▶ **EXERCISE INSTRUCTIONS**
Find each line in the entries below that contains the word "blurred" and copy those lines.

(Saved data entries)
※ ※ ※
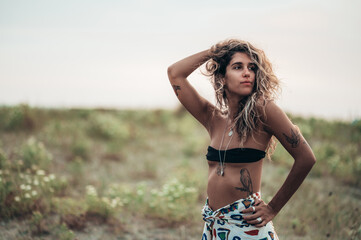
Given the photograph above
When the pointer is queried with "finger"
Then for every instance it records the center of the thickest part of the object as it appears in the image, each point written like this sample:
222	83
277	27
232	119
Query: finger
252	217
255	222
263	223
248	210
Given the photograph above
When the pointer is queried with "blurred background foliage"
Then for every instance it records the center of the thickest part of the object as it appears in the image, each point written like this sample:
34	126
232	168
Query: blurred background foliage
142	174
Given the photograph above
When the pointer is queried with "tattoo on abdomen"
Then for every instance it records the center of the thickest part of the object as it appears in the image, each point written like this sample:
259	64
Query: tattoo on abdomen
246	182
294	139
176	88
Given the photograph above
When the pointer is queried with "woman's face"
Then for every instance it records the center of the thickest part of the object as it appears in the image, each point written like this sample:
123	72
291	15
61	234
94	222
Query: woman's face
240	75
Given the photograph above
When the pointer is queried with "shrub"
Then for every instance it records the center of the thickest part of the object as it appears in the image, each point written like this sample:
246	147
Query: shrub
34	153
※ ※ ※
▶ **TASK RESPONSE**
When the pointer is queried with "blurred background foliage"
Query: blurred background foliage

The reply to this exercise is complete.